> **TASK ITEM**:
Wherever the string "brick" shows up in the records below, return that line.

Image-grounded pointing data:
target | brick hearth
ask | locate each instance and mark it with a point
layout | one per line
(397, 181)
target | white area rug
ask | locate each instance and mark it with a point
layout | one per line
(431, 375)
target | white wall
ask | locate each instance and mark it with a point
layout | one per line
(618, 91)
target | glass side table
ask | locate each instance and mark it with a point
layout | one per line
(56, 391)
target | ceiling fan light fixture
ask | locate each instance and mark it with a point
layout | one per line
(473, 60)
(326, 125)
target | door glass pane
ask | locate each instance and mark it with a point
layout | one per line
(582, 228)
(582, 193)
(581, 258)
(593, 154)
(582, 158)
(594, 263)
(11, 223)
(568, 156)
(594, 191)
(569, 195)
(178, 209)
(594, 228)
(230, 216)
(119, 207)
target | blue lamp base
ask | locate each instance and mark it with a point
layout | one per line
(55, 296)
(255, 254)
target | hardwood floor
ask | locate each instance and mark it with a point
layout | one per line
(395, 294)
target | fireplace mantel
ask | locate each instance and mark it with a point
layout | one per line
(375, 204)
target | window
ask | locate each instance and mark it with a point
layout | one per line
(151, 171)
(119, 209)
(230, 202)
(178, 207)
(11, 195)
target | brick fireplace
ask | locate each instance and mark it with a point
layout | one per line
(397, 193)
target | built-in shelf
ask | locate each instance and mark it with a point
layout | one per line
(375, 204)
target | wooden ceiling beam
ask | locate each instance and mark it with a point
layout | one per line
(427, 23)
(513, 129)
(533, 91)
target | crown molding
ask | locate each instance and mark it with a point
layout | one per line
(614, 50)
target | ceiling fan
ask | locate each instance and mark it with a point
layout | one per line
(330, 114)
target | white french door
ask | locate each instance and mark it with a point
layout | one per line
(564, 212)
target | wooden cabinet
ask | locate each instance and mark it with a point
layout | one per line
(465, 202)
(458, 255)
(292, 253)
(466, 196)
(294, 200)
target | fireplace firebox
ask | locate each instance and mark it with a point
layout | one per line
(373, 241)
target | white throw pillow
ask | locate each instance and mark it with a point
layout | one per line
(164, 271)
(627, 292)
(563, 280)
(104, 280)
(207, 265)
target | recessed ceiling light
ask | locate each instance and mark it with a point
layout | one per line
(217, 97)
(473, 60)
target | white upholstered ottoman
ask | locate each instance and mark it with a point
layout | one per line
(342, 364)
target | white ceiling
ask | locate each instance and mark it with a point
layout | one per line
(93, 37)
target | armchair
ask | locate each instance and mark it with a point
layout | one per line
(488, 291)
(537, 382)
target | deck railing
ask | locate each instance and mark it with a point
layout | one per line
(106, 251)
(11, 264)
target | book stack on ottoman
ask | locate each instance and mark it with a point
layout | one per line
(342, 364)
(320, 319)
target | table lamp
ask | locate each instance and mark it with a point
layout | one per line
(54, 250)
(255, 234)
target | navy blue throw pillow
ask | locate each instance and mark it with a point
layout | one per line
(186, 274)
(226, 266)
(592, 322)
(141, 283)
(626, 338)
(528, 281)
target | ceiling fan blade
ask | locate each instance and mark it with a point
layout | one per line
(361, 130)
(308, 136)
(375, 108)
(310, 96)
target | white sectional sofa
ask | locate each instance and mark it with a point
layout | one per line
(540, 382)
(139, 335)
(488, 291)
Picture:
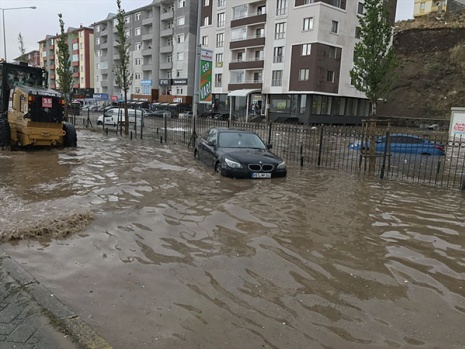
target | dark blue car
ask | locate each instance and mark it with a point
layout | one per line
(238, 154)
(402, 143)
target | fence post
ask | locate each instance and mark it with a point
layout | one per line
(320, 148)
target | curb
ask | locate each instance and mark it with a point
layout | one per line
(61, 317)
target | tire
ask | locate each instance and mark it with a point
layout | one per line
(5, 137)
(70, 138)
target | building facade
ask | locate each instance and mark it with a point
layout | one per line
(81, 47)
(285, 59)
(162, 39)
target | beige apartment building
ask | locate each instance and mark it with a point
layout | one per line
(285, 59)
(81, 49)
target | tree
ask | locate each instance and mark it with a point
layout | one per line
(123, 77)
(374, 57)
(63, 70)
(22, 49)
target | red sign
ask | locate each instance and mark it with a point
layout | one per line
(46, 102)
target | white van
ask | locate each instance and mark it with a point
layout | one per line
(115, 116)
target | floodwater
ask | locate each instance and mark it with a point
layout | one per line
(154, 250)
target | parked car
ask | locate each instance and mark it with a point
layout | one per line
(402, 143)
(238, 154)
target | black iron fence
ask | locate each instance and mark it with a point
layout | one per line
(328, 146)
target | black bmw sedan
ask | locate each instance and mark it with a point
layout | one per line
(238, 154)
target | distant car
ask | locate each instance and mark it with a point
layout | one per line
(238, 154)
(402, 143)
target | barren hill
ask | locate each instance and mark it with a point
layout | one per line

> **OUTPUT FOR THIS EXERCISE**:
target | brick hearth
target | brick fireplace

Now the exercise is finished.